# Do this:
Put the lines below into a numbered list, dropping blank lines and omitting the pictures.

---------------

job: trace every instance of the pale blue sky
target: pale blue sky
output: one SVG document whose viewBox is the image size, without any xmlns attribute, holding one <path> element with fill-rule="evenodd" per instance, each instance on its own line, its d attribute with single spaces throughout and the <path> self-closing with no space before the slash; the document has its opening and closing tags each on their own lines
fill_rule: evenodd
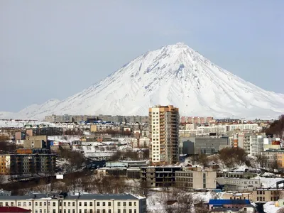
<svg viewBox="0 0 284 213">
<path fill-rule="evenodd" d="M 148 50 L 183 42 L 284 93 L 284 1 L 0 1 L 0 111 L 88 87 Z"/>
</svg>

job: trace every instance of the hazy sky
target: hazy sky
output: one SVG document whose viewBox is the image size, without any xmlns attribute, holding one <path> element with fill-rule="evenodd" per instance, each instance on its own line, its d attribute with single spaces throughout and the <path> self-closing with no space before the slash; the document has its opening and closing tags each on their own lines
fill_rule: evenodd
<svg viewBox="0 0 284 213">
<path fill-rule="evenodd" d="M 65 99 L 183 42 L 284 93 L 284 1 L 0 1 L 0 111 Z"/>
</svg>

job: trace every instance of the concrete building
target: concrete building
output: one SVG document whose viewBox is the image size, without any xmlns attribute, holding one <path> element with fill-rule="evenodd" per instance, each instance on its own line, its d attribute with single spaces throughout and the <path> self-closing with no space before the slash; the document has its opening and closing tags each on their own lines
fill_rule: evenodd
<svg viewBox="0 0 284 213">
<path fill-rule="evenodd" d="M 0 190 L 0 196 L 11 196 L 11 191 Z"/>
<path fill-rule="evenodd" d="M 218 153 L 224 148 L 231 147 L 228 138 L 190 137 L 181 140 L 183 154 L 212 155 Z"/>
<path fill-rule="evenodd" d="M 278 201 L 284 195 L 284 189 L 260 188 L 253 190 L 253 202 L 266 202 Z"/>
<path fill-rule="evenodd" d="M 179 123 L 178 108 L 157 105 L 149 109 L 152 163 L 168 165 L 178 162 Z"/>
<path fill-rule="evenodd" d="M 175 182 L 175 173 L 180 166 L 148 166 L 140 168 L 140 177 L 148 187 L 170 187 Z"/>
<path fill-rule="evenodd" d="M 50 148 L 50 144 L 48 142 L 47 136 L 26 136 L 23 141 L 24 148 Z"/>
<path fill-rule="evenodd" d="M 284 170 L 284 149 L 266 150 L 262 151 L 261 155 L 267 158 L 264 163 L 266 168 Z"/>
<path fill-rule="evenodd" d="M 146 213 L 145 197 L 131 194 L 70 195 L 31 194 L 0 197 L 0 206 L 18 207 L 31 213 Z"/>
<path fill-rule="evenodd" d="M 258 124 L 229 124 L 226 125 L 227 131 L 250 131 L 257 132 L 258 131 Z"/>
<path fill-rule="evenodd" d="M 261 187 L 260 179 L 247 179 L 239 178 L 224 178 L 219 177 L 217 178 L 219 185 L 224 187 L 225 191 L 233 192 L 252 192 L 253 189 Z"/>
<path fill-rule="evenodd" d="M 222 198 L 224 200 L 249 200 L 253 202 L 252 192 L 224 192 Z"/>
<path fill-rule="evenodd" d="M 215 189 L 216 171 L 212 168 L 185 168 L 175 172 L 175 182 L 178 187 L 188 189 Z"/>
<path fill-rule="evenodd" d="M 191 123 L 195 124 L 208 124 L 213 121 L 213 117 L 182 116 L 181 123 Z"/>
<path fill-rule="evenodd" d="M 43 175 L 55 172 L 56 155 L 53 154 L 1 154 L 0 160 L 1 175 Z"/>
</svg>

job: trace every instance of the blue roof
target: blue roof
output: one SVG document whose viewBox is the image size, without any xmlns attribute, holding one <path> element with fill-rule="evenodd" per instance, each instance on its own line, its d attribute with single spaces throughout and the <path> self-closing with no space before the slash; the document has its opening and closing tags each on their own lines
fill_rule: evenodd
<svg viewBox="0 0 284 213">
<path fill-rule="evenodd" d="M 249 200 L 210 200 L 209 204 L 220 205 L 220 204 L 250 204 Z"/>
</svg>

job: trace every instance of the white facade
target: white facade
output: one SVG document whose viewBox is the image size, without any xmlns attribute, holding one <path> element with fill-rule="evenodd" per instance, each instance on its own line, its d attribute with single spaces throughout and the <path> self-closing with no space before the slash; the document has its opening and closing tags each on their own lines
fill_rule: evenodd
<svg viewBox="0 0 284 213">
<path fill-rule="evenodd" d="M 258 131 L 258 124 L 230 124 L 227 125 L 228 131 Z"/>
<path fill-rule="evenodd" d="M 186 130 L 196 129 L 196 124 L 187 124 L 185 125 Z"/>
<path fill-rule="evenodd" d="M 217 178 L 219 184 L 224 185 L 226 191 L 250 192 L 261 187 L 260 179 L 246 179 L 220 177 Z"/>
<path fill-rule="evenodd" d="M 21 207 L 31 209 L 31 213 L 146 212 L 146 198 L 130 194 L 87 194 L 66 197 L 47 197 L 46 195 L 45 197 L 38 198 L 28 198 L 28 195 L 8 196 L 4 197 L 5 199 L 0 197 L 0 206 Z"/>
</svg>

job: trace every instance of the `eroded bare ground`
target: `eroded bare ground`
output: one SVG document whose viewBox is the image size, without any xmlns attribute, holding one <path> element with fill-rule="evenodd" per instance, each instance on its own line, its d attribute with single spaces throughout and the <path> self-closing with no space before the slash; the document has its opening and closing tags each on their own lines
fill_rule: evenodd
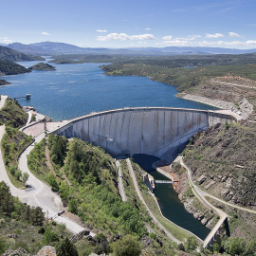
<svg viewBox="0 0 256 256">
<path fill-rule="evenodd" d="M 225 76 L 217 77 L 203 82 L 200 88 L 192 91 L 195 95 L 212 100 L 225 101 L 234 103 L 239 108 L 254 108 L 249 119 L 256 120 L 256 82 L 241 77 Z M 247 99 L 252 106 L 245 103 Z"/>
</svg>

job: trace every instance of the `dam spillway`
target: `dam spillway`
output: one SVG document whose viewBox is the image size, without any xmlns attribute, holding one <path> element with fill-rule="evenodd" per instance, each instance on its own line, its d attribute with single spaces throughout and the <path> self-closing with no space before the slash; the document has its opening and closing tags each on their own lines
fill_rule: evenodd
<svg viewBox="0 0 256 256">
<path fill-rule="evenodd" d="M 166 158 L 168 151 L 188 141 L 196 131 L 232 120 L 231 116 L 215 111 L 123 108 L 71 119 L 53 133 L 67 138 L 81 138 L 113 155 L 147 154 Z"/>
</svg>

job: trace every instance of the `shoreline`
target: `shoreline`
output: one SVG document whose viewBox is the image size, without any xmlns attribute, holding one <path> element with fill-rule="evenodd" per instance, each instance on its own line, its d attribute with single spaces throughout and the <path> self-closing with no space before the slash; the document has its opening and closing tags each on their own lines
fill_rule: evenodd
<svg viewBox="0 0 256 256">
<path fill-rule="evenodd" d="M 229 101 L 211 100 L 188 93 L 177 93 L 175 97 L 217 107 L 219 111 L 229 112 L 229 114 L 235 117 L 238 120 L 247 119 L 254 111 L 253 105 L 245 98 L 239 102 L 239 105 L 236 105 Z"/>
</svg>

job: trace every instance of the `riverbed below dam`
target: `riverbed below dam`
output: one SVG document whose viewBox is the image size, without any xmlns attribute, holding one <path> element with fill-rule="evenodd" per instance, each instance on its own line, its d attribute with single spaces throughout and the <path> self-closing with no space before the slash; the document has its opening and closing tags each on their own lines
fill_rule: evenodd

---------------

# Response to the exercise:
1. job: trace every instance of the pale blue sky
2. target: pale blue sky
3. output: one SVG document whose viewBox is the image size, without any xmlns attribute, holding one <path> element with fill-rule="evenodd" per instance, each instance on its own line, its d attribute with single spaces throughout and the <path> self-closing with no space before the slash; the document has its opening and closing tags each on their own lines
4. fill_rule: evenodd
5. <svg viewBox="0 0 284 213">
6. <path fill-rule="evenodd" d="M 148 50 L 183 42 L 284 93 L 284 1 L 0 1 L 0 111 L 88 87 Z"/>
7. </svg>
8. job: trace every instance of the hazy sky
9. target: hazy sky
10. output: one SVG document whose viewBox is the image size, without any xmlns attribute, holding one <path> element with fill-rule="evenodd" per instance, each instance on its own line, its d attribute with single spaces throughout and the <path> self-closing with no space before the slash; the document has its opening and closing tags each on their own lines
11. fill_rule: evenodd
12. <svg viewBox="0 0 284 213">
13. <path fill-rule="evenodd" d="M 65 99 L 183 42 L 284 93 L 284 1 L 0 1 L 0 111 Z"/>
14. </svg>
15. job: trace every instance of the concrete building
16. target: concrete building
17. output: one SVG document whose viewBox is the image size, without any xmlns attribute, holding one <path> element with fill-rule="evenodd" per instance, each instance on its own line, its d attribute with single spaces throughout and the <path> self-closing with no space before the slash; the document has its opening and closing tags each on their own lines
18. fill_rule: evenodd
19. <svg viewBox="0 0 284 213">
20. <path fill-rule="evenodd" d="M 0 190 L 0 196 L 11 196 L 11 191 Z"/>
21. <path fill-rule="evenodd" d="M 218 153 L 224 148 L 231 147 L 228 138 L 190 137 L 181 140 L 183 154 L 212 155 Z"/>
22. <path fill-rule="evenodd" d="M 278 201 L 284 195 L 284 189 L 260 188 L 253 190 L 253 202 L 266 202 Z"/>
23. <path fill-rule="evenodd" d="M 179 123 L 178 108 L 157 105 L 149 109 L 152 163 L 168 165 L 178 162 Z"/>
24. <path fill-rule="evenodd" d="M 175 182 L 175 173 L 180 166 L 148 166 L 140 168 L 140 177 L 148 187 L 170 187 Z"/>
25. <path fill-rule="evenodd" d="M 50 148 L 50 144 L 48 142 L 47 136 L 26 136 L 23 141 L 24 148 Z"/>
26. <path fill-rule="evenodd" d="M 284 170 L 284 149 L 266 150 L 262 151 L 261 155 L 267 158 L 264 163 L 266 168 Z"/>
27. <path fill-rule="evenodd" d="M 146 213 L 145 197 L 131 194 L 70 195 L 31 194 L 0 197 L 0 206 L 18 207 L 31 213 Z"/>
28. <path fill-rule="evenodd" d="M 258 124 L 229 124 L 226 125 L 227 131 L 250 131 L 257 132 L 258 131 Z"/>
29. <path fill-rule="evenodd" d="M 261 187 L 260 179 L 247 179 L 239 178 L 224 178 L 219 177 L 217 178 L 219 185 L 224 187 L 225 191 L 233 192 L 252 192 L 253 189 Z"/>
30. <path fill-rule="evenodd" d="M 222 198 L 224 200 L 249 200 L 253 202 L 252 192 L 224 192 Z"/>
31. <path fill-rule="evenodd" d="M 215 189 L 216 171 L 212 168 L 185 168 L 175 172 L 175 182 L 178 187 L 188 189 Z"/>
32. <path fill-rule="evenodd" d="M 191 123 L 195 124 L 208 124 L 213 121 L 213 117 L 182 116 L 181 123 Z"/>
33. <path fill-rule="evenodd" d="M 43 175 L 55 172 L 56 155 L 53 154 L 1 154 L 0 160 L 1 175 Z"/>
34. </svg>
35. job: trace every instance of the blue roof
36. target: blue roof
37. output: one SVG document whose viewBox is the image size, without any xmlns attribute, holding one <path> element with fill-rule="evenodd" per instance, each instance on its own line, its d attribute with single spaces throughout and the <path> self-closing with no space before the slash; the document has its opening and closing tags each on their own lines
38. fill_rule: evenodd
39. <svg viewBox="0 0 284 213">
40. <path fill-rule="evenodd" d="M 249 200 L 210 200 L 209 204 L 220 205 L 220 204 L 250 204 Z"/>
41. </svg>
42. job: trace every instance of the white facade
43. target: white facade
44. output: one SVG document whose viewBox is the image size, without any xmlns attribute, holding one <path> element with fill-rule="evenodd" per instance, each instance on its own line, its d attribute with single spaces throughout and the <path> self-closing with no space before the slash; the document has its opening and closing tags each on their own lines
45. fill_rule: evenodd
46. <svg viewBox="0 0 284 213">
47. <path fill-rule="evenodd" d="M 258 131 L 258 124 L 230 124 L 227 125 L 228 131 Z"/>
48. <path fill-rule="evenodd" d="M 186 130 L 196 129 L 196 124 L 187 124 L 185 125 Z"/>
49. <path fill-rule="evenodd" d="M 217 178 L 219 184 L 224 185 L 226 191 L 250 192 L 261 187 L 260 179 L 246 179 L 220 177 Z"/>
50. <path fill-rule="evenodd" d="M 21 207 L 31 209 L 31 213 L 146 212 L 146 198 L 130 194 L 87 194 L 66 197 L 47 197 L 46 195 L 45 197 L 38 198 L 28 198 L 28 195 L 8 196 L 4 197 L 5 199 L 0 197 L 0 206 Z"/>
51. </svg>
52. job: trace every instance of the `eroded bare ground`
53. target: `eroded bare ground`
54. output: one SVG document whose viewBox is the image size, without any xmlns attribute, holding one <path> element with fill-rule="evenodd" per instance, each instance on its own line, its d attribute with single spaces throughout and the <path> self-closing with no space before the slash; the document has its opening and closing tags each on their own lines
55. fill_rule: evenodd
56. <svg viewBox="0 0 256 256">
57. <path fill-rule="evenodd" d="M 225 76 L 217 77 L 203 82 L 200 88 L 192 91 L 195 95 L 212 100 L 225 101 L 234 103 L 239 108 L 254 108 L 249 119 L 256 120 L 256 82 L 241 77 Z M 247 99 L 252 106 L 245 103 Z"/>
58. </svg>
59. job: trace every instance of the `dam spillway`
60. target: `dam spillway`
61. output: one SVG document whose viewBox is the image size, without any xmlns attribute, holding one <path> element with fill-rule="evenodd" per instance, each instance on its own line, its d attribute with single spaces throughout and the <path> self-closing with no space before the slash; the document has its opening and closing tags each on their own lines
62. fill_rule: evenodd
63. <svg viewBox="0 0 256 256">
64. <path fill-rule="evenodd" d="M 166 158 L 168 151 L 188 141 L 196 131 L 232 120 L 231 116 L 215 111 L 123 108 L 71 119 L 53 133 L 67 138 L 81 138 L 113 155 L 147 154 Z"/>
65. </svg>
66. job: trace every instance of the `shoreline`
67. target: `shoreline`
68. output: one SVG document whose viewBox is the image size, without any xmlns attribute, holding one <path> element with fill-rule="evenodd" per instance, each instance on its own line, its d attribute with single spaces throughout and the <path> self-closing with no space before the slash; the document has its opening and closing tags each on their own lines
69. fill_rule: evenodd
70. <svg viewBox="0 0 256 256">
71. <path fill-rule="evenodd" d="M 229 101 L 211 100 L 188 93 L 177 93 L 175 97 L 217 107 L 219 111 L 229 112 L 229 114 L 235 117 L 238 120 L 247 119 L 254 111 L 253 105 L 245 98 L 239 102 L 239 105 L 236 105 Z"/>
72. </svg>
73. job: trace every instance of the `riverbed below dam`
74. target: `riverbed below dam`
75. output: one SVG document whose viewBox is the image size, without any xmlns attribute, holding one <path> element with fill-rule="evenodd" per instance, each instance on its own line, its d attribute with single spaces throughout and the <path> self-closing with no space before the slash; the document has its opening and closing tags each on their own lines
76. fill_rule: evenodd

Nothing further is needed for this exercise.